[GIVEN REQUEST]: Carry on the forum discussion of AI alignment prospects below, picking up after its final sentence.

[PAGE]:
= = = =

In Eliezer's preface he tries to avoid instilling self-fulfilling gloom, and at this point where he is trying to be most positive about our chances of survival he says "Maybe the horse will sing". Horses cannot sing and this is not encouraging.

Now, if Alice tells me "the situation is hopeless" and Bob tells me "maybe the horse will sing", the emphasis is different. Alice is emphasizing the mainline bad outcome, and Bob is emphasizing the non-mainline good outcome. But I don't infer that Alice and Bob have predictably different assessments of the situation.

The other factor is model error. Eliezer writes:

We can hope there's a miracle that violates some aspect of my background model, and we can try to prepare for that unknown miracle; preparing for an unknown miracle probably looks like "Trying to die with more dignity on the mainline".

Now, if Alice tells me "the situation appears hopeless, but maybe my model of the situation is wrong", and Bob tells me "the situation is hopeless", then concretely they are saying the same thing. Alice is explicit that she is fallible, and Bob lets his fallibility be implicit. But everyone knows that Alice and Bob are fallible, that is shared context for the conversation. Partly this is about a balance of concision and precision. Partly this is about social status and humility and false humility and so forth. But concretely Alice and Bob are saying the same thing. I don't infer that Bob thinks his models are better than Alice's.

To be clear, as requested, I am discussing the source text, not making inferences about Eliezer's latent state of mind.

1. AGI alignment is just a technical problem


Is it though? Seriously.

As just one example: what if superintelligence takes the from of a community of connected AGI running on (and intrinsically regulated by) a crypto-legal system, with decision policies implemented hierarchically over sub-agents (there's an even a surprisingly strong argument the brain is a similar society of simpler minds resolving decisions through the basal ganglia). Then alignment is also a mechanism design problem, a socio-economic-political problem.

Although I guess that's arguably still 'technical', just technical within an expanded domain.

13. People haven't tried very hard to find non-MIRI-ish approaches that might work.

So you haven't heard of IRL, CIRL, value learning, that whole DL safety track, etc? Or are you outright dismissing them? I'd argue instead that MIRI bet heavily against connectivism/DL, and lost on that bet just as heavily.  

(Which isn't to say that MIRI-AF wasn't a good investment on net for the world, even if it was low probability-of-success)

= = = =

[INFORMATION SHOWN]:
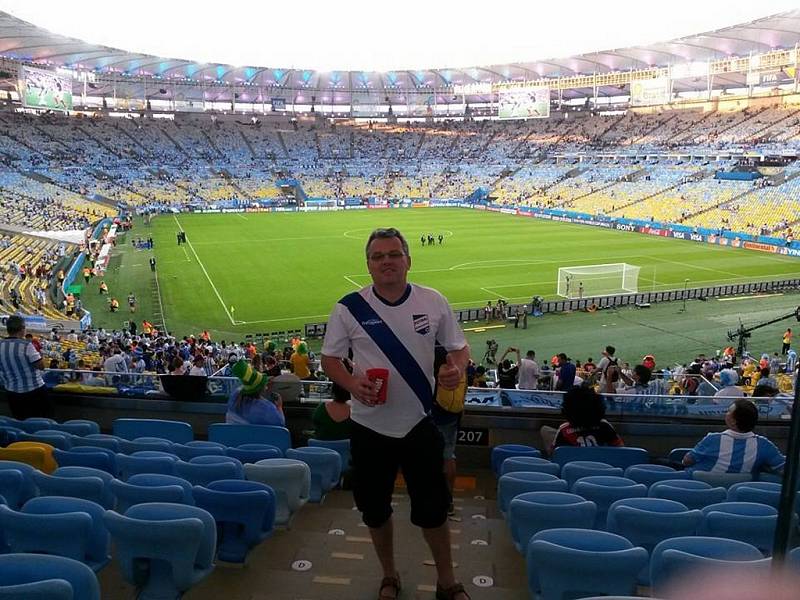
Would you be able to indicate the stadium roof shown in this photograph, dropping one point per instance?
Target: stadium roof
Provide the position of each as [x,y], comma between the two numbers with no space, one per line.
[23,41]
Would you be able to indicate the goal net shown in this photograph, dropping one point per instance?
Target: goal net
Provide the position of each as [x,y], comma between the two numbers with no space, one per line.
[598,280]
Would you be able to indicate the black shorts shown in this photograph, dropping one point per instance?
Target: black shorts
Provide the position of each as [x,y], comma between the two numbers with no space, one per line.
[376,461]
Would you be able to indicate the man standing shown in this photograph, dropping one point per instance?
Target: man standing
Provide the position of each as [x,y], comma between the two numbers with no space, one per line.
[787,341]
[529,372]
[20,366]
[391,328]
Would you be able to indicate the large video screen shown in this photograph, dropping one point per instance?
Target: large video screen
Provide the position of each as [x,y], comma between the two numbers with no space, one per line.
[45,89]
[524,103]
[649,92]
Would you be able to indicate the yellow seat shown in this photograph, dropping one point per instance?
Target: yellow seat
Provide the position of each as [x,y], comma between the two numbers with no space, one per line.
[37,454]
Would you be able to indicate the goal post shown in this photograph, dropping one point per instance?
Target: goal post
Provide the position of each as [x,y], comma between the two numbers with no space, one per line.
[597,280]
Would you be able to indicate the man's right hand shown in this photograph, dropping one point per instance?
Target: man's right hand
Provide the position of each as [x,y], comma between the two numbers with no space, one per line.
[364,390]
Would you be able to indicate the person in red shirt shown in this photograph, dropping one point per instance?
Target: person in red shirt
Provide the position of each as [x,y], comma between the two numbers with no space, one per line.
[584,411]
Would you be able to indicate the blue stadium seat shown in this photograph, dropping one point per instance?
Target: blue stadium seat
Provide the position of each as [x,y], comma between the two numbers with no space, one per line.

= = = =

[ANSWER TO THIS PROBLEM]:
So you haven't heard of IRL, CIRL, value learning, that whole DL safety track, etc? Or are you outright dismissing them? I'd argue instead that MIRI bet heavily against connectivism/DL, and lost on that bet just as heavily.

This comment and the entire conversation that spawned from it is weirdly ungrounded in the text — I never even mentioned DL. The thing I was expressing was 'relative to the capacity of the human race, and relative to the importance and (likely) difficulty of the alignment problem, very few research-hours have gone into the alignment problem at all, ever; so even if you're pessimistic about the entire space of MIRI-ish research directions, you shouldn't have a confident view that there are no out-of-left-field research directions that could arise in the future to take big bites out of the alignment problem'.

The rhetorical approach of the comment is also weird to me. 'So you've never heard of CIRL?' surely isn't a hypothesis you'd give more weight to than 'You think CIRL wasn't a large advance', 'You think CIRL is MIRI-ish', 'You disagree with me about the size and importance of the alignment problem such that you think it should be a major civilizational effort', 'You think CIRL is cool but think we aren't yet hitting diminishing returns on CIRL-sized insights and are therefore liable to come up with a lot more of them in the future'. etc. So I assume the question is rhetorical; but then it's not clear to me what you believe about CIRL or what point you want to make with it.

(Ditto value learning, IRL, etc.)

I'd argue instead that MIRI bet heavily against connectivism/DL, and lost on that bet just as heavily.  

I think this is straightforwardly true in two different ways:

  • Prior to the deep learning revolution, Eliezer didn't predict that ANNs would be a big deal — he expected other, neither-GOFAI-nor-connectionist approaches to AI to be the ones that hit milestones like 'solve Go'.
  • MIRI thinks the current DL paradigm isn't alignable, so we made a bet on trying to come up with more alignable AI approaches (which we thought probably wouldn't succeed, but considered high-enough-EV to be worth the attempt).

I don't think this has anything to do with the OP, but I'm happy to talk about it in its own right. The most relevant thing would be if we lost a bet like 'we predict deep learning will be too opaque to align', but we still are just as pessimistic about humanity's ability to align deep nets are ever, so if you think we've hugely underestimated the tractability of aligning deep nets, I'd need to hear more about why. What's the path to achieving astronomically good outcomes, on the assumption that the first AGI systems are produced by 2021-style ML methods?

Thanks, strong upvote, this is especially clarifying.

Firstly, I (partially?) agree that the current DL paradigm isn't strongly alignable (in a robust, high certainty paradigm), we may or may not agree to what extent it is approximately/weakly alignable.

The weakly alignable baseline should be "marginally better than humans". Achieving that baseline as an MVP should be an emergency level high priority civilization project, even if risk of doom from DL AGI is only 1% (and to be clear, i'm quite uncertain, but it's probably considerably higher). Ideally we should always have an MVP alignment solution in place.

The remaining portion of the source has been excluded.